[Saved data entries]
● ● ● ●

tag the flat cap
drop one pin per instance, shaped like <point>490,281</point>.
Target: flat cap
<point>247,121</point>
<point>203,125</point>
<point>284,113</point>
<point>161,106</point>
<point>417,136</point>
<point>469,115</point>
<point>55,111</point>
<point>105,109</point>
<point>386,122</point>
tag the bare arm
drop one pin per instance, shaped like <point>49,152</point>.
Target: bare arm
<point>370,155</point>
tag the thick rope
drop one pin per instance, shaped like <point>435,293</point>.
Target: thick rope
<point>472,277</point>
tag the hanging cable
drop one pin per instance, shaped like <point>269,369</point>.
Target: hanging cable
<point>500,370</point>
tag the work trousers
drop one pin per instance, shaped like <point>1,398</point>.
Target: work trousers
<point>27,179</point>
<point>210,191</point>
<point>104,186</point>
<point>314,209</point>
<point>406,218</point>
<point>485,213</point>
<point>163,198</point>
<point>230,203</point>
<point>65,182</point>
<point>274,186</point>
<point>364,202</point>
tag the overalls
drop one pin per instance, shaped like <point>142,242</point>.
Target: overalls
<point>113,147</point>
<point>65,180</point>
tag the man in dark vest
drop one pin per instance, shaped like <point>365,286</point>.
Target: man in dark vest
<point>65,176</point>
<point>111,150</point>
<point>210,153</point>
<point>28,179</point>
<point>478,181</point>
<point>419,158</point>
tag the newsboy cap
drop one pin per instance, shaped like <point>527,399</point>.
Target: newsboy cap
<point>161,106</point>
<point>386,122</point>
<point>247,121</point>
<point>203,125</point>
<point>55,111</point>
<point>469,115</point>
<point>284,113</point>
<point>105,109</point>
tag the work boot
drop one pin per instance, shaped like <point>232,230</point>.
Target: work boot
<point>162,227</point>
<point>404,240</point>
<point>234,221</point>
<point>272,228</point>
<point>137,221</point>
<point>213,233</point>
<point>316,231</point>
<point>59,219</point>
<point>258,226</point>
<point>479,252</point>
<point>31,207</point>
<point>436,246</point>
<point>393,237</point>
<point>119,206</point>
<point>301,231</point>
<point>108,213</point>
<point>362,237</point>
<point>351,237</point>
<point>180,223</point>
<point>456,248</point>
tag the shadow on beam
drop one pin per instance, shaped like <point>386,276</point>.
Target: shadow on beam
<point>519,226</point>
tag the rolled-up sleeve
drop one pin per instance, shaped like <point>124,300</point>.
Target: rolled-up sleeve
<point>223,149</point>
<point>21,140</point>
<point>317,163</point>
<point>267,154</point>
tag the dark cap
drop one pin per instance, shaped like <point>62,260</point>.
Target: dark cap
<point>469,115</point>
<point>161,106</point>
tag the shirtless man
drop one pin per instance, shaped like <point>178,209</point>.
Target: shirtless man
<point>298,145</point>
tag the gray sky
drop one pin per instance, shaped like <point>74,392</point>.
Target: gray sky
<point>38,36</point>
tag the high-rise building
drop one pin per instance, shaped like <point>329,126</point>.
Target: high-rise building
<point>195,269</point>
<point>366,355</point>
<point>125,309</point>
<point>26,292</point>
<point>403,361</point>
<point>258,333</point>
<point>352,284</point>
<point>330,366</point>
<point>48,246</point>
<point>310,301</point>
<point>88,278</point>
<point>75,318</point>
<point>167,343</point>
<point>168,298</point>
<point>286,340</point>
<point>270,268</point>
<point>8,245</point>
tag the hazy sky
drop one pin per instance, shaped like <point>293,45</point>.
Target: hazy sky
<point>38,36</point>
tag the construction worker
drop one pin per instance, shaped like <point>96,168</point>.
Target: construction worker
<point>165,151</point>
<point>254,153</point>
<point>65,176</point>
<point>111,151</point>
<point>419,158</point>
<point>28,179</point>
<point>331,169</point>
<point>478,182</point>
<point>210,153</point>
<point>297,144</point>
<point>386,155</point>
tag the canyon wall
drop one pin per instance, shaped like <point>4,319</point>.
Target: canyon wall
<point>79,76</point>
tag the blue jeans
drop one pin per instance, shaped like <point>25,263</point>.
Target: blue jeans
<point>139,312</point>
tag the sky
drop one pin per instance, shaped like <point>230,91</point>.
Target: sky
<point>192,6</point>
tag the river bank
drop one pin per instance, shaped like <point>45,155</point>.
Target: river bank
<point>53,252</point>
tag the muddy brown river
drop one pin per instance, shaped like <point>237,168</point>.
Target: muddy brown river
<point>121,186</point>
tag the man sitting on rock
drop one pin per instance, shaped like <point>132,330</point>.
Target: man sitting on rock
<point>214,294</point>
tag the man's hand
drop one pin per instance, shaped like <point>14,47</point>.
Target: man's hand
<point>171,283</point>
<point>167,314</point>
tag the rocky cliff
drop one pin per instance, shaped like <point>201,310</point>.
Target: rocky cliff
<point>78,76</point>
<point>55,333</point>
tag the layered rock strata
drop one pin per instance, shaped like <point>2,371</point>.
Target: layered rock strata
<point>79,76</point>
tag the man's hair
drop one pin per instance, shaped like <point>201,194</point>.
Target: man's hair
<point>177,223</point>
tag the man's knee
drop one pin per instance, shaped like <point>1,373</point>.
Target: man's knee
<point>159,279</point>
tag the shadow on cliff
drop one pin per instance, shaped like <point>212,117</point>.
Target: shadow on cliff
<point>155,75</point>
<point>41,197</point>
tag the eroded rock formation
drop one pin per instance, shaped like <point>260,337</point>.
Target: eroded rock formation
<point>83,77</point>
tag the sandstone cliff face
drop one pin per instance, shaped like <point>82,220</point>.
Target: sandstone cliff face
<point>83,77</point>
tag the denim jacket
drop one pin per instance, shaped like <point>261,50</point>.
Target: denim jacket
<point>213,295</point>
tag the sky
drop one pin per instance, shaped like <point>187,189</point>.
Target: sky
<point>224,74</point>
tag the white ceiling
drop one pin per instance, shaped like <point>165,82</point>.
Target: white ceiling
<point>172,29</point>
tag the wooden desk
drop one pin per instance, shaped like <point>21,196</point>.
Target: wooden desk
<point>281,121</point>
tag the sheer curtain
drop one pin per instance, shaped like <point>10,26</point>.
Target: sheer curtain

● ● ● ●

WORK TO BE COMPLETED:
Print every one of these records again, word for word and in the same order.

FINISHED ANSWER:
tag the flat cap
drop one pin per instance, shaped like <point>490,281</point>.
Target: flat cap
<point>247,121</point>
<point>203,125</point>
<point>284,113</point>
<point>161,106</point>
<point>417,136</point>
<point>469,115</point>
<point>55,111</point>
<point>105,109</point>
<point>386,122</point>
tag the bare arm
drop one pin per instance, shaped like <point>49,152</point>.
Target: bare arm
<point>370,155</point>
tag the thick rope
drop one pin per instance, shaped like <point>435,293</point>.
Target: thick rope
<point>472,277</point>
tag the hanging cable
drop one pin per instance, shaped like <point>269,369</point>.
Target: hanging cable
<point>500,370</point>
tag the work trousers
drop one pin per instance, shaped like <point>1,398</point>.
Target: work trousers
<point>27,179</point>
<point>210,191</point>
<point>104,186</point>
<point>314,209</point>
<point>406,218</point>
<point>485,213</point>
<point>163,198</point>
<point>230,203</point>
<point>65,182</point>
<point>274,186</point>
<point>364,202</point>
tag the overalls
drop one pin per instance, shaped like <point>142,242</point>.
Target: overalls
<point>113,147</point>
<point>65,180</point>
tag the man in dark vest
drop one pin per instance, shaped like <point>365,286</point>.
Target: man in dark vest
<point>65,176</point>
<point>111,150</point>
<point>210,153</point>
<point>28,179</point>
<point>478,181</point>
<point>419,158</point>
tag the newsboy cap
drop one pin per instance, shaped like <point>527,399</point>.
Target: newsboy cap
<point>161,106</point>
<point>386,122</point>
<point>247,121</point>
<point>203,125</point>
<point>55,111</point>
<point>469,115</point>
<point>284,113</point>
<point>105,109</point>
tag the work boot
drop one pin per instance, shaped like <point>232,230</point>.
Target: work boot
<point>162,227</point>
<point>404,240</point>
<point>234,221</point>
<point>272,228</point>
<point>137,221</point>
<point>213,233</point>
<point>316,231</point>
<point>59,219</point>
<point>258,226</point>
<point>479,252</point>
<point>31,207</point>
<point>436,246</point>
<point>393,237</point>
<point>119,206</point>
<point>301,231</point>
<point>108,213</point>
<point>362,237</point>
<point>351,237</point>
<point>180,223</point>
<point>456,248</point>
tag the shadow on beam
drop one pin per instance, shaped like <point>386,276</point>.
Target: shadow on beam
<point>519,226</point>
tag the rolled-up sleeve
drop one pin per instance, shaped like <point>124,300</point>.
Target: rolled-up sleeve
<point>223,149</point>
<point>21,140</point>
<point>317,163</point>
<point>267,154</point>
tag the dark cap
drop one pin per instance, shaped like <point>62,260</point>.
Target: dark cap
<point>469,115</point>
<point>161,106</point>
tag the shirtless man
drop one pin per instance, shaped like <point>178,209</point>.
Target: shirtless man
<point>298,145</point>
tag the gray sky
drop one pin per instance, shaped like <point>74,392</point>.
Target: gray sky
<point>38,36</point>
tag the high-rise building
drop one pin per instance, shaped like <point>329,126</point>.
Target: high-rise building
<point>195,269</point>
<point>366,355</point>
<point>125,309</point>
<point>26,292</point>
<point>403,361</point>
<point>258,333</point>
<point>352,284</point>
<point>330,366</point>
<point>48,246</point>
<point>310,301</point>
<point>88,278</point>
<point>75,318</point>
<point>167,343</point>
<point>168,298</point>
<point>286,340</point>
<point>270,268</point>
<point>8,245</point>
tag the hazy sky
drop one pin per instance, shaped like <point>293,45</point>.
Target: hazy sky
<point>38,36</point>
tag the construction worker
drop one pin per instance, shaped like <point>96,168</point>.
Target: construction worker
<point>165,151</point>
<point>254,153</point>
<point>65,176</point>
<point>111,151</point>
<point>419,158</point>
<point>28,179</point>
<point>331,169</point>
<point>478,182</point>
<point>210,153</point>
<point>297,144</point>
<point>386,155</point>
tag the canyon wall
drop one pin per instance, shaped like <point>4,319</point>.
Target: canyon wall
<point>79,76</point>
tag the blue jeans
drop one pin per instance, shaped like <point>25,263</point>.
Target: blue jeans
<point>139,312</point>
tag the sky
drop one pin per instance, shaped like <point>230,91</point>.
Target: sky
<point>192,6</point>
tag the river bank
drop one pin per instance, shaped like <point>45,155</point>.
Target: river bank
<point>53,252</point>
tag the muddy brown river
drop one pin per instance, shaped like <point>237,168</point>.
Target: muddy brown river
<point>121,186</point>
tag the man sitting on rock
drop one pin per instance, shaped like <point>132,330</point>.
Target: man sitting on rock
<point>214,294</point>
tag the man's hand
drop one pin per instance, shaped like <point>14,47</point>.
Target: man's hand
<point>171,283</point>
<point>167,314</point>
tag the rocky cliff
drop one pin per instance, shaped like <point>201,310</point>.
Target: rocky cliff
<point>78,76</point>
<point>55,333</point>
tag the layered rock strata
drop one pin per instance, shaped like <point>2,371</point>.
Target: layered rock strata
<point>79,76</point>
tag the man's hair
drop one pin per instance, shaped like <point>201,194</point>.
Target: man's hair
<point>177,223</point>
tag the man's knee
drop one pin per instance, shaped like <point>1,373</point>.
Target: man's knee
<point>159,279</point>
tag the shadow on cliff
drop one pin per instance, shaped like <point>212,117</point>.
Target: shadow on cliff
<point>155,75</point>
<point>41,197</point>
tag the eroded rock formation
drop one pin per instance, shaped like <point>260,337</point>.
Target: eroded rock formation
<point>83,77</point>
tag the sandstone cliff face
drop one pin per instance, shaped like <point>82,220</point>.
Target: sandstone cliff face
<point>83,77</point>
tag the denim jacket
drop one pin per instance, shaped like <point>261,50</point>.
Target: denim jacket
<point>213,295</point>
tag the sky
drop one pin per instance, shaped like <point>187,189</point>.
Target: sky
<point>224,74</point>
tag the white ceiling
drop one pin per instance, shaped like <point>165,82</point>.
Target: white ceiling
<point>172,29</point>
tag the wooden desk
drop one pin per instance, shaped like <point>21,196</point>.
Target: wooden desk
<point>281,121</point>
tag the sheer curtain
drop one pin per instance, shaped like <point>10,26</point>.
Target: sheer curtain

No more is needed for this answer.